Excerpted text START

Prof. Sakai
General goal and approaches of our lab
The general goal of our lab is the 3D organization of cultured
organ/tissue-derived cells such as liver or pancreas cells in various
scales for regenerative medicine and cell-based assay for drug or
chemical screenings without having to resort to animal testing. In our
body,
- Cells are hierarchically organized at a very high cell density
- The vascular system consistently supplies nutrients and removes
waste/metabolites, thus attaining very high per-volume-based
functionality.
However, full arrangement of such vascular systems in vitro is a
challenging task to achieve due to the complexity of to simultaneously
optimizing 3D high-density cellular organization and mass transfer
between the cells and flow channels.
The most important step is to overcome the conflicting issues in
various scales required by relevant applications. I believe academic
knowledge of chemical engineering will give the basis for the
optimization. For example, if we intend to organize large tissue
equivalents for implantation therapy, the tissue should at least be
arranged with a 3D branching/joining flow channel network as in vivo
vasculature and the channels should be perfused with suitable culture
medium containing oxygen carriers. Also, in order to make a small
tissue for cell-based assays, we have to organize the cells to create
an environment that the cells reorganize as their original tissues. At
the same time, we need to pay special attention to mass transfers
between the cells and the incubation medium, so that various kinetic
parameters concerning metabolism are the same as those obtained in
vivo. Chemical engineering undeniably gives a firm basis not only for
analysis/description of these issues but also for further optimization
and designing the suitable tissue-based devices/systems in various
scales.
In order to realize cultured cell-based therapy or assays, we need to
integrate knowledge and technologies from various disciplines in a
well-balanced manner; that is, basic biology of growth,
differentiation and maturation of human stem cells or organ
progenitors, advanced engineering such as micropatterning,
microfluidics, microfabrication or biomaterials, and medical or
pharmaceutical knowledge about diseases and responses against therapy
or administration of drugs. Due to the increasing complexity and
versatility of current science and engineering, it is difficult to
integrate the necessary technologies in one laboratory. We are
therefore actively organizing and participating in collaborations with
various research groups. To efficiently perform such
objective-oriented integration, we use the objective-oriented frame of
mind of chemical engineering. For example, we first set a final goal,
then layout all the necessary knowledge and technologies with
appropriate time points, and finally we implement the research and
development along the roadmap. By doing this, the time for achieving
the goal is minimized and even if some novel but unanticipated
innovation emerges in related areas, we can judge the feasibility of
relevant innovation. Even for regenerative medicine and development of
cell-based assays, setting our basis on the chemical engineering
discipline is important. Indeed, cell-culture related chemical
engineering encompasses the basic biological findings and their
applications via advanced engineering technologies.

Excerpted text END

Problem set:
a – Reproduce the passage from the lab overview above, from "Prof. Sakai" to "functionality.".
b – Write the next part of the lab overview, starting after its final sentence.
The listing plays no part in this work.

Supplied records START

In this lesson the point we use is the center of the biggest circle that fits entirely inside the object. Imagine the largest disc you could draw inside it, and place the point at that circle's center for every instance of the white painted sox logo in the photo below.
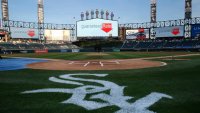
(114, 98)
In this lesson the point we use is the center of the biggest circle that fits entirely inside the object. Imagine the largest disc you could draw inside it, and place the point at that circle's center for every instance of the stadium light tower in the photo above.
(4, 7)
(41, 19)
(5, 18)
(188, 9)
(153, 10)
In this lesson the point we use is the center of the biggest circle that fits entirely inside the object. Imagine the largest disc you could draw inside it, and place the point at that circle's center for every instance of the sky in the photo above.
(126, 11)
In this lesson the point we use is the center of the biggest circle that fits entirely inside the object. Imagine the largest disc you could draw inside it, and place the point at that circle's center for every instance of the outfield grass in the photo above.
(180, 79)
(106, 55)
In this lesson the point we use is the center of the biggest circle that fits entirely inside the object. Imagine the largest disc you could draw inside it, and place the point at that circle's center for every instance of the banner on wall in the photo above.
(176, 31)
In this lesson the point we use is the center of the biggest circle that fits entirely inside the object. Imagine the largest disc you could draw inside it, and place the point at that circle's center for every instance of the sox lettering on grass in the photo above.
(115, 97)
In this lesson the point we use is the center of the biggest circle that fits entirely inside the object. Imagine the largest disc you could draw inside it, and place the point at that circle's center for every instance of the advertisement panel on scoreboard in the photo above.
(176, 31)
(62, 35)
(137, 34)
(97, 28)
(24, 33)
(195, 30)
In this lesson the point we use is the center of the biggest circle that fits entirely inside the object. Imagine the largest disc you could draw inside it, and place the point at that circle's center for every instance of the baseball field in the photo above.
(116, 82)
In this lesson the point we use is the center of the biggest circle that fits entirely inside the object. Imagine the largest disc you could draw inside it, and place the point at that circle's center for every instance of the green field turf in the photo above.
(179, 79)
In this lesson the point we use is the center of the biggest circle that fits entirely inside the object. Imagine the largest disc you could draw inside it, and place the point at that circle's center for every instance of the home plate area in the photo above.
(94, 63)
(113, 64)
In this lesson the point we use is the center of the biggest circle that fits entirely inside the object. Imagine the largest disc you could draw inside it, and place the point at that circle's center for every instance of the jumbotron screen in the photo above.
(97, 28)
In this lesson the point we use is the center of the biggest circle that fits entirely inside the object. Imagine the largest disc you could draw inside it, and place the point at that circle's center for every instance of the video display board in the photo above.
(53, 35)
(24, 33)
(97, 28)
(195, 30)
(137, 34)
(176, 31)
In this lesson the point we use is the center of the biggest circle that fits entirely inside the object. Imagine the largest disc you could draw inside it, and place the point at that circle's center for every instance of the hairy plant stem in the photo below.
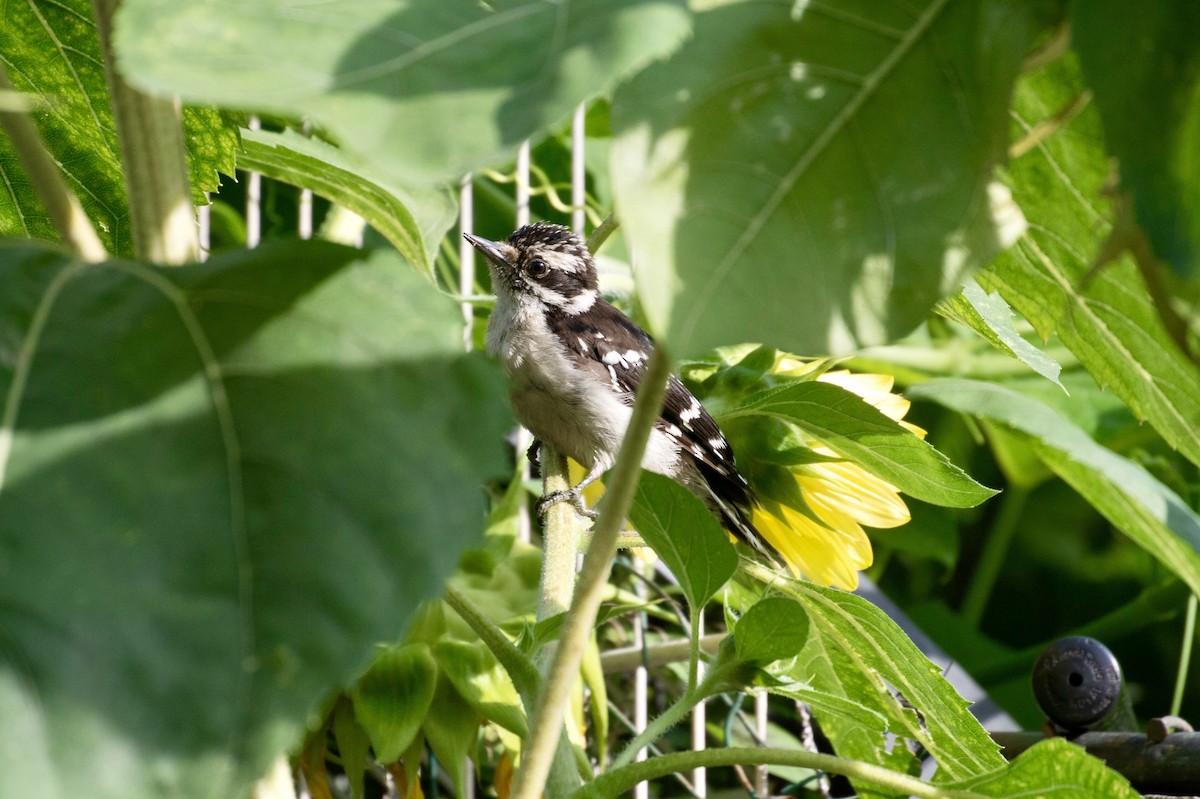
(671, 716)
(150, 133)
(559, 546)
(546, 722)
(619, 780)
(60, 203)
(559, 552)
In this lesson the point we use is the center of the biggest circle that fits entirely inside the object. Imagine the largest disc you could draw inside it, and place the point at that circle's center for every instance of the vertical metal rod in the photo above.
(760, 716)
(204, 222)
(641, 682)
(579, 170)
(304, 210)
(466, 257)
(699, 734)
(253, 199)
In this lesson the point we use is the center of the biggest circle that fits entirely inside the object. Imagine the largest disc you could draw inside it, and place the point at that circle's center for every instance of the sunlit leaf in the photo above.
(1128, 496)
(989, 316)
(685, 534)
(1107, 320)
(813, 176)
(1055, 769)
(772, 629)
(51, 52)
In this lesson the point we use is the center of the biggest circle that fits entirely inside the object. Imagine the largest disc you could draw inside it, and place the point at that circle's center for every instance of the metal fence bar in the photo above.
(467, 257)
(579, 170)
(204, 230)
(761, 718)
(253, 198)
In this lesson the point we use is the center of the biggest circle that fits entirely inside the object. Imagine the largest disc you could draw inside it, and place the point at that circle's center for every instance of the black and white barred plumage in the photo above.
(575, 361)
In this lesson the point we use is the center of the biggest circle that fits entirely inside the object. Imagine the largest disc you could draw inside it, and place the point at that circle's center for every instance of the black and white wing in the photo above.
(606, 342)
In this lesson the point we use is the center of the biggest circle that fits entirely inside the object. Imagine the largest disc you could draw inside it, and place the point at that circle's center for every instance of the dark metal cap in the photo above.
(1078, 683)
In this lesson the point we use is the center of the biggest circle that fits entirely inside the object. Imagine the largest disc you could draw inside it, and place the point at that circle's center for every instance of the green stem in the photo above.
(619, 780)
(520, 668)
(546, 721)
(994, 552)
(559, 547)
(1181, 677)
(60, 203)
(559, 551)
(150, 133)
(697, 618)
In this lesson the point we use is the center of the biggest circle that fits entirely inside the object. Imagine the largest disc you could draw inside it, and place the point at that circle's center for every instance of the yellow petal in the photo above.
(809, 548)
(853, 491)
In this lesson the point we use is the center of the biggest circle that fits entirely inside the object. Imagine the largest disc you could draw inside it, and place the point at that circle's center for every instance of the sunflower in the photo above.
(816, 524)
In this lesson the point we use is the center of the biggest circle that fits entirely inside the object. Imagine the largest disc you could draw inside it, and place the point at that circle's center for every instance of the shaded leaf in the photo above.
(685, 534)
(1128, 496)
(772, 629)
(859, 655)
(1055, 769)
(352, 745)
(777, 179)
(221, 482)
(856, 430)
(390, 701)
(426, 89)
(413, 220)
(1149, 101)
(51, 50)
(990, 317)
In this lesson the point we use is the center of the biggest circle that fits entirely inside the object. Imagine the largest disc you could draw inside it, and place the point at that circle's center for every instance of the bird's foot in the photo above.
(573, 496)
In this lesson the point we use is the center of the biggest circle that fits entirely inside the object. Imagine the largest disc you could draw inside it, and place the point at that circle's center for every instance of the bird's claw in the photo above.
(573, 496)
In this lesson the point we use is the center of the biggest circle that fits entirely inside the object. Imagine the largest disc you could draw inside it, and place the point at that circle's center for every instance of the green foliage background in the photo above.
(232, 492)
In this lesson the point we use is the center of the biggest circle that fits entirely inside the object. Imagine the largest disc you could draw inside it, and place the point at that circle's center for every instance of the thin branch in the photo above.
(60, 203)
(545, 725)
(150, 133)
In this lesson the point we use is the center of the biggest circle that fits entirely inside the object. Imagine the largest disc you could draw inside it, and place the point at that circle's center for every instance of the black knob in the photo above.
(1078, 684)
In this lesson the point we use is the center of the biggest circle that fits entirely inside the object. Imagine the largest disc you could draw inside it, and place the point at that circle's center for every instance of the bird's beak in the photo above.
(490, 248)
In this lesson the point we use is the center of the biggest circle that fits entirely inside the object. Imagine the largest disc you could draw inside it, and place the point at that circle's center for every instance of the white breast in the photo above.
(568, 408)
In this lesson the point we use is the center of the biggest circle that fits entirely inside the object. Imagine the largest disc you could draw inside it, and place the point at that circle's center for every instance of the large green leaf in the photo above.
(990, 317)
(1107, 320)
(815, 176)
(685, 535)
(223, 484)
(1149, 100)
(855, 658)
(1053, 769)
(1128, 496)
(51, 52)
(858, 431)
(413, 220)
(426, 89)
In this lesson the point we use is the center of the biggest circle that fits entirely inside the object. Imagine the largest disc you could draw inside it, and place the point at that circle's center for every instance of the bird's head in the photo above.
(543, 263)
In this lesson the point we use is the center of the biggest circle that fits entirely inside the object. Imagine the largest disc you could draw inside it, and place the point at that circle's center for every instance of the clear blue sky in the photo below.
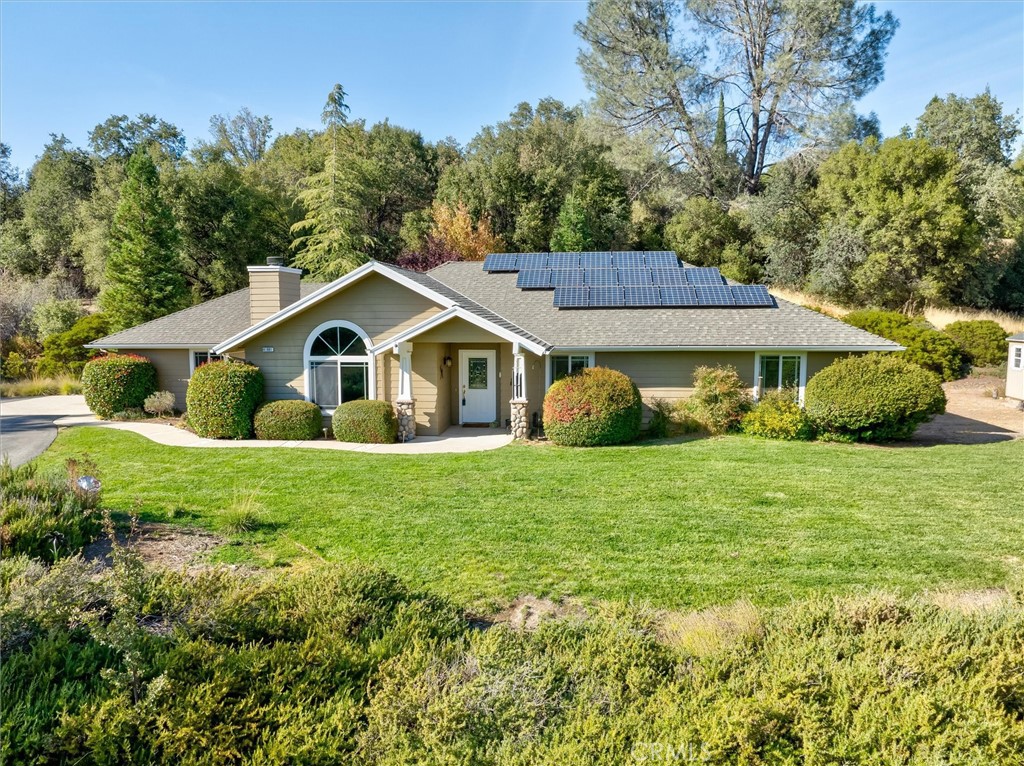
(443, 69)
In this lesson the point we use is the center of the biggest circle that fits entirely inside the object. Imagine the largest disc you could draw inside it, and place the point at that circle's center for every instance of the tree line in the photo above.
(721, 130)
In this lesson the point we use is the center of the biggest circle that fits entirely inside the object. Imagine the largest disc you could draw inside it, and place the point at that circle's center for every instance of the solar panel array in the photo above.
(627, 279)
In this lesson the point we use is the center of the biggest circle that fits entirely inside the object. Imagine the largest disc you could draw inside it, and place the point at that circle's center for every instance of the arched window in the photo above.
(338, 365)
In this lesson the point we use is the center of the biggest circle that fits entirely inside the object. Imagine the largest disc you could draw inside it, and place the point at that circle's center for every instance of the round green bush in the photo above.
(877, 397)
(366, 421)
(118, 382)
(222, 397)
(983, 341)
(594, 407)
(289, 420)
(777, 416)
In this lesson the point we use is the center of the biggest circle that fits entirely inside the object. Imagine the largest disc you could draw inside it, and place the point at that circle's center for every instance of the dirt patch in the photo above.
(163, 545)
(973, 416)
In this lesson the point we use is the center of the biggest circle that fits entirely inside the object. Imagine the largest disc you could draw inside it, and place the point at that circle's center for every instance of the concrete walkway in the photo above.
(38, 418)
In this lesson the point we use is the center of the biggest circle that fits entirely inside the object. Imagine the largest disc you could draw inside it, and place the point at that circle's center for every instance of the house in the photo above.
(479, 343)
(1015, 367)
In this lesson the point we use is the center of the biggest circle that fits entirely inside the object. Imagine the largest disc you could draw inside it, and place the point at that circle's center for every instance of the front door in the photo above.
(477, 392)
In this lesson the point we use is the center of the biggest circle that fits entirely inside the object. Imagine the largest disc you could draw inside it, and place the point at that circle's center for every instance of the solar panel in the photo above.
(605, 297)
(500, 262)
(566, 278)
(600, 277)
(704, 275)
(679, 295)
(531, 260)
(641, 296)
(669, 275)
(627, 260)
(534, 279)
(595, 260)
(718, 295)
(563, 260)
(571, 297)
(634, 277)
(752, 295)
(662, 259)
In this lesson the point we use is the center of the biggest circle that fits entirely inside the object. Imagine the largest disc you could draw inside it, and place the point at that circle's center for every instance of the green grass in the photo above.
(686, 524)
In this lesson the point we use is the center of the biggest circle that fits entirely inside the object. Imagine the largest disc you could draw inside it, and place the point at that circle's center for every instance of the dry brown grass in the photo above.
(939, 317)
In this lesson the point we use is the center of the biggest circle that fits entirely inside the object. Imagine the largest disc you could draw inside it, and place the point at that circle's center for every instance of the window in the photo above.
(567, 365)
(779, 371)
(338, 365)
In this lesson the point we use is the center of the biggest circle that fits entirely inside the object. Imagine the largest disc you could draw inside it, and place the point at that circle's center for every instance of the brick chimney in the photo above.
(271, 288)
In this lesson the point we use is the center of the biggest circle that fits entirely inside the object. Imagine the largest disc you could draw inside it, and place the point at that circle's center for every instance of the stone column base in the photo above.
(406, 412)
(520, 419)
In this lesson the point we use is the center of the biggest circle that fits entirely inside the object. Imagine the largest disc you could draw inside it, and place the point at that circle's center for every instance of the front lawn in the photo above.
(688, 524)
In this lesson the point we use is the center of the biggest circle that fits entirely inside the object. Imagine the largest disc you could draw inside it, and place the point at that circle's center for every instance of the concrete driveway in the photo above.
(27, 424)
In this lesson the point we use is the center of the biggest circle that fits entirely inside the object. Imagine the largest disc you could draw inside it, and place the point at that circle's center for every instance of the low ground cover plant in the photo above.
(366, 421)
(876, 397)
(116, 383)
(222, 397)
(591, 408)
(289, 419)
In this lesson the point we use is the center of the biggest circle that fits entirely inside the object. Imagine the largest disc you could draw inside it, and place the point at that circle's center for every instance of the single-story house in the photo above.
(1015, 367)
(480, 343)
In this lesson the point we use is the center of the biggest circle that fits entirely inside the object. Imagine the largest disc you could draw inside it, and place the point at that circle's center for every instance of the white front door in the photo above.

Supplied records END

Answers by item number:
a –
Prof. Sakai
General goal and approaches of our lab
The general goal of our lab is the 3D organization of cultured
organ/tissue-derived cells such as liver or pancreas cells in various
scales for regenerative medicine and cell-based assay for drug or
chemical screenings without having to resort to animal testing. In our
body,
- Cells are hierarchically organized at a very high cell density
- The vascular system consistently supplies nutrients and removes
waste/metabolites, thus attaining very high per-volume-based
functionality.

b –
When engineers do research on human body systems, there are three
typical approaches: from metabolism/biochemistry (the target is
endoderm-derived organs), mechanics (mesoderm-derived organs) and
informatics (ectoderm-derived organs). Because our main concerns are
transport/metabolism-related aspect of the human body, our tentative
targets are liver, pancreas or kidney for regenerative medicine and
small intestine, lung, liver or kidney for cell-based assays. The
typical research approach is as follows; first, design tissues in terms
of cell-to-cell interaction and mass transfer according to the
requirements of the relevant application, then culture stem/progenitor
cells, and finally complete the devices/systems using advanced
engineering technologies.
We welcome students or researches who have interest in 3D organ
engineering. Since our lab participates in education and research at
graduate levels (both master and doctoral courses), we seek motivated
students not only from Tokyo University but also other universities all
over the world. We also welcome postdoctoral researchers according to
the financial situation. If you are interested in our lab, feel free to
contact me (sakaiyasu[at]chemsys.t.u-tokyo.ac.jp) or Dr. Nishikawa
(masaki[at]chemsys.t.u-tokyo.ac.jp), the research associate of our lab,
and visit our lab. We can accept students from two departments in the
Graduate School of Engineering; the Department of Chemical System
Engineering and the Department of Bioengineering. Although there are no
obvious differences in the thesis research, the curriculums are
completely different, so please choose your department
carefully.
Because we focus on the best integration of knowledge and technologies
toward the final goal, I ask lab members to adopt an objective-oriented
way of thinking and to constantly acquire knowledge about biosystems.
Once you adopt such an attitude, you do not have to be afraid even if
you happen to hold a completely different position in the future.